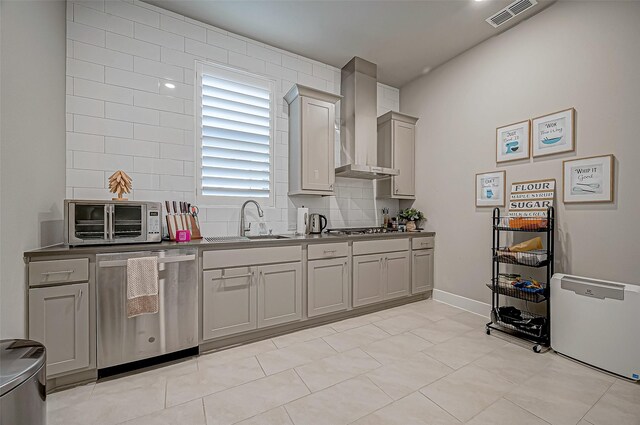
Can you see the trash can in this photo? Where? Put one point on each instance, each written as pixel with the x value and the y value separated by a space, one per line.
pixel 22 382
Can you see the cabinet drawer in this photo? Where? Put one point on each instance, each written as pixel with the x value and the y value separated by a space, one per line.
pixel 423 243
pixel 328 250
pixel 58 271
pixel 372 247
pixel 250 256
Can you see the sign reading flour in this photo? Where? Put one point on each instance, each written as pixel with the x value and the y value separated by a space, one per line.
pixel 532 198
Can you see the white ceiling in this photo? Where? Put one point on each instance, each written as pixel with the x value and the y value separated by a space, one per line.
pixel 403 37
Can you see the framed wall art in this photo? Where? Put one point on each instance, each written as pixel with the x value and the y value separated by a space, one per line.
pixel 588 179
pixel 512 142
pixel 490 189
pixel 553 133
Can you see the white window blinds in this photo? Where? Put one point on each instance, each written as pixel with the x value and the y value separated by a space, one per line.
pixel 235 136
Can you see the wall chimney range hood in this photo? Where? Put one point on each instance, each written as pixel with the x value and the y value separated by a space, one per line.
pixel 359 123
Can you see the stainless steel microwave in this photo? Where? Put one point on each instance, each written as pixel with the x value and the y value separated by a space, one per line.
pixel 111 222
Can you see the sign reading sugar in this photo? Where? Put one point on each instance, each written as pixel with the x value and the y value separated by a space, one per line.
pixel 532 198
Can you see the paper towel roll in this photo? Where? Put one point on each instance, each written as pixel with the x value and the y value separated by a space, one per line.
pixel 301 221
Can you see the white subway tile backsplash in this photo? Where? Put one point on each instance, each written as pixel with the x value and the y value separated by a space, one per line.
pixel 84 142
pixel 157 36
pixel 119 77
pixel 85 178
pixel 95 90
pixel 158 134
pixel 85 33
pixel 85 106
pixel 180 27
pixel 254 65
pixel 102 56
pixel 102 161
pixel 157 69
pixel 134 114
pixel 139 125
pixel 105 21
pixel 197 48
pixel 226 42
pixel 157 166
pixel 85 70
pixel 156 101
pixel 180 152
pixel 134 47
pixel 182 121
pixel 133 12
pixel 131 147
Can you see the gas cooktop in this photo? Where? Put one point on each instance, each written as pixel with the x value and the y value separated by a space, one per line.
pixel 359 230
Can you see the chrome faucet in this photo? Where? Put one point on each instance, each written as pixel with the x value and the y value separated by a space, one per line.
pixel 243 229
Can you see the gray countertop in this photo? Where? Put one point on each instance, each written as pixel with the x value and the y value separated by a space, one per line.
pixel 202 244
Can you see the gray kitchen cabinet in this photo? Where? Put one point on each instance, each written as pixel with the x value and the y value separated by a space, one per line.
pixel 279 294
pixel 368 279
pixel 396 149
pixel 311 140
pixel 229 301
pixel 380 277
pixel 59 318
pixel 396 266
pixel 422 271
pixel 327 286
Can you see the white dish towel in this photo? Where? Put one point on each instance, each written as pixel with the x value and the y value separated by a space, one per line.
pixel 142 286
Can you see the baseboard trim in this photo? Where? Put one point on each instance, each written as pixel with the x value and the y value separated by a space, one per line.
pixel 473 306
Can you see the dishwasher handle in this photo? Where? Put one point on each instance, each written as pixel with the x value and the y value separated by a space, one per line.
pixel 163 260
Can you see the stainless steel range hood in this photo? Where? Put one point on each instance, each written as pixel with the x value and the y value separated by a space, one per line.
pixel 359 123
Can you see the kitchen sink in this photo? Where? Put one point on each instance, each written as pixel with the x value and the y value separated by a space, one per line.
pixel 267 237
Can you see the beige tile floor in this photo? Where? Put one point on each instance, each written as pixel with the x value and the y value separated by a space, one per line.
pixel 424 363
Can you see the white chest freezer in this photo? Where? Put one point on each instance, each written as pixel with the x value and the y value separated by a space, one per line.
pixel 597 322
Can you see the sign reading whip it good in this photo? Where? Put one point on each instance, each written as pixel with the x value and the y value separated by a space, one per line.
pixel 532 198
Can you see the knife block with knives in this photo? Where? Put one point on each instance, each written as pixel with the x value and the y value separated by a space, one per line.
pixel 183 217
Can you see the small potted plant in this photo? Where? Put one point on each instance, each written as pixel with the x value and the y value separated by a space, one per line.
pixel 413 218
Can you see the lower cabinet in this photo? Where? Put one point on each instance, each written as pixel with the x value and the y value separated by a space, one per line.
pixel 241 299
pixel 229 301
pixel 279 294
pixel 379 277
pixel 59 318
pixel 422 270
pixel 327 286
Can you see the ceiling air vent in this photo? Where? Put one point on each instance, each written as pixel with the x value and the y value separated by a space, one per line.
pixel 510 11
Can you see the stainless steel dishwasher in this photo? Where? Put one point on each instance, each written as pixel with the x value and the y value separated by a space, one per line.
pixel 175 326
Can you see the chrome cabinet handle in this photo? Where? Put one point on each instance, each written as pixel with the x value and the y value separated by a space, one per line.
pixel 58 272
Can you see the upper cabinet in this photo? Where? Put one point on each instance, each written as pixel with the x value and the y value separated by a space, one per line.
pixel 311 140
pixel 396 149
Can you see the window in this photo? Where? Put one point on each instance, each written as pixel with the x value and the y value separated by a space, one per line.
pixel 235 124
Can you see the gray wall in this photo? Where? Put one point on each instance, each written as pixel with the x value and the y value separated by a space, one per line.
pixel 574 54
pixel 33 143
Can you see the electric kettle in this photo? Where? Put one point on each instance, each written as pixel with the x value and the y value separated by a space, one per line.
pixel 315 223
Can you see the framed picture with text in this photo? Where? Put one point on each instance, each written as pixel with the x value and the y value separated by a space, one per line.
pixel 588 179
pixel 490 189
pixel 553 133
pixel 512 142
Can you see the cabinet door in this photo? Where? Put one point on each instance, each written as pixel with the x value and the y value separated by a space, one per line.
pixel 368 279
pixel 59 318
pixel 327 286
pixel 318 141
pixel 228 301
pixel 279 294
pixel 398 280
pixel 404 158
pixel 422 270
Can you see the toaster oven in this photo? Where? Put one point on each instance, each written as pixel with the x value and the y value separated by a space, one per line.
pixel 112 222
-------
**Task brief:**
Reproduce the data above exactly, leaving out any picture in it.

**Solved exercise:**
Can you see the trash can in this photo? Where? Put one point on each instance, each written as pixel with the x value and the y value separated by a space, one per line.
pixel 22 382
Can you see the cabinet drawer in this photo? Where? Put one point on each instance, each written as pixel with the x value and the y value separated by a space, one per line.
pixel 423 243
pixel 328 250
pixel 58 271
pixel 372 247
pixel 250 256
Can you see the sign reading flour in this photo? Where? Put one point on each instance, each written as pixel with the x value and the y value separated by a space, one per line.
pixel 532 198
Can you see the white ceiling in this photo? Where? Put one point on each instance, each written as pixel with the x value and the y value separated by a space, one per line.
pixel 403 37
Can you see the framed wall art in this photo? Where? Put one point on each instance, each written as pixel with the x value and the y value separated by a space, one per line.
pixel 588 179
pixel 512 142
pixel 490 189
pixel 553 133
Can you see the white window blinds in this photo? Where? Put one point on each instance, each written as pixel with the x value and the y value separated by a space, one per line.
pixel 235 136
Can you see the wall chimney range hood in this photo? Where? Put one point on each instance, each written as pixel with the x value and the y value separated by a space, one per line.
pixel 359 123
Can you see the stainless steel microwave in this photo? Where? Put one point on each instance, each written as pixel with the x value and the y value separated by a space, one per line.
pixel 111 222
Can you see the sign reading sugar in this photo? Where? Put one point on each instance, each written as pixel with the x value and the y value separated by a space, one per line.
pixel 532 198
Can you see the paper towel roll in this photo? Where? Put one point on each instance, each written as pixel with the x value and the y value separated by a space, one per line.
pixel 301 221
Can you see the white subway tile backsplash in this photo? Where? Put one point on each instance, each written as pixel with the x value and the y value separated by a space, one per line.
pixel 84 142
pixel 157 36
pixel 119 77
pixel 85 178
pixel 95 90
pixel 158 134
pixel 85 33
pixel 85 106
pixel 180 27
pixel 254 65
pixel 102 56
pixel 102 161
pixel 157 69
pixel 134 114
pixel 139 125
pixel 105 21
pixel 197 48
pixel 226 42
pixel 157 166
pixel 85 70
pixel 156 101
pixel 180 152
pixel 134 47
pixel 182 121
pixel 133 12
pixel 131 147
Can you see the gas cooktop in this photo? Where? Put one point on each instance, each written as pixel with the x value and the y value separated by a space, one per line.
pixel 359 230
Can you see the chrome faucet in this photo? Where? Put one point on each instance, each written as pixel with the x value and the y value separated by a space, one per line.
pixel 243 229
Can you see the gray countertop in this photo? Where? Put one point on each instance, each written as pixel with the x value and the y value separated by a space, one per line.
pixel 202 244
Can you see the gray kitchen cabinet in this photo? Where? Put one point on each instance, each written as pixel with the x value and the y value separated by a space, one per line.
pixel 279 294
pixel 368 279
pixel 396 149
pixel 311 140
pixel 229 301
pixel 380 277
pixel 59 318
pixel 396 266
pixel 422 271
pixel 327 286
Can you see the white dish towel in this photo? Where? Put one point on each instance, each written as pixel with the x value and the y value separated by a space, one per line.
pixel 142 286
Can you see the baseboard trim in this photo? Where? Put one point on each instance, each written as pixel with the x value and the y value separated by a space, one per line.
pixel 473 306
Can you see the dishwasher handle in this photo? Where? Put one point on each instance, each written as pixel with the x value and the y value separated by a space, one per line.
pixel 163 260
Can you see the stainless steel range hood in this photo? Where? Put one point on each instance, each written as pixel with the x value and the y value separated by a space, one per line.
pixel 359 123
Can you see the kitchen sink in this photo? Where? Put one point on each instance, each written as pixel with the x value and the y value separated by a space, one per line.
pixel 267 237
Can you see the beige tile floor in this photo? Where? Put one point on each instance, each written as pixel with the x value and the y value separated by a space, one per line.
pixel 424 363
Can you see the white chest freezer in this photo? Where? Put one point on each instance, each written as pixel with the x value and the y value separated by a space, one per line.
pixel 597 322
Can you see the sign reading whip it good in this photo? Where? Put one point on each instance, each written as pixel with the x value and the y value separated by a space, one per line.
pixel 532 198
Can you see the knife block with knives in this photo? Where? Put one point on each instance, each written as pixel with the x value and the y value separated by a space, one per line.
pixel 183 217
Can you see the small potted plant in this photo? Where? Put one point on each instance, each written as pixel with the x value and the y value separated by a space, one per line.
pixel 413 218
Can you see the lower cabinet in this photo? Where? Put one point on each instance, each written as pixel with the x value and the y value separated by a space, one per line.
pixel 241 299
pixel 229 301
pixel 279 294
pixel 379 277
pixel 59 318
pixel 422 270
pixel 327 286
Can you see the ceiling air vent in this photo? Where? Put one point on each instance, each written as pixel with the x value and the y value separated by a space, one per line.
pixel 510 11
Can you see the stainless steel dishwasher in this photo? Where? Put one point on each instance, each written as pixel with the x value and the y value separated by a space, one per line.
pixel 175 326
Can you see the chrome cabinet handle in this photo? Where? Put one point on each instance, each written as pixel with the x value and the y value separated by a space, one per line.
pixel 58 272
Can you see the upper cabinet in this photo? Where? Put one point on each instance, each written as pixel with the x value and the y value separated by a space, one per line.
pixel 311 140
pixel 396 149
Can you see the window in this photo? Where? Put one point on each instance, each written as pixel with the x value and the y value separated by a space, one per line.
pixel 235 124
Can you see the gray wall in this photo? Where? Put one point on each instance, each written as pixel with the x value and the y value separated by a space, one per line.
pixel 574 54
pixel 33 143
Can you see the electric kettle in this photo? Where? Put one point on each instance, each written as pixel with the x value and the y value separated by a space, one per line.
pixel 315 223
Can you see the framed picture with text in this photo? Where? Put one point on each instance, each written as pixel with the x value and the y value separated by a space, one per line.
pixel 588 179
pixel 490 189
pixel 553 133
pixel 512 142
Can you see the cabinet door in this photo? Where? Put one point on each instance, each written as pixel with the x value and the y value separated by a space, one per line.
pixel 368 279
pixel 59 318
pixel 327 286
pixel 318 141
pixel 228 301
pixel 279 294
pixel 398 280
pixel 404 158
pixel 422 270
Can you see the toaster oven in this photo? Where? Put one point on each instance, each written as pixel with the x value and the y value separated by a space, one per line.
pixel 112 222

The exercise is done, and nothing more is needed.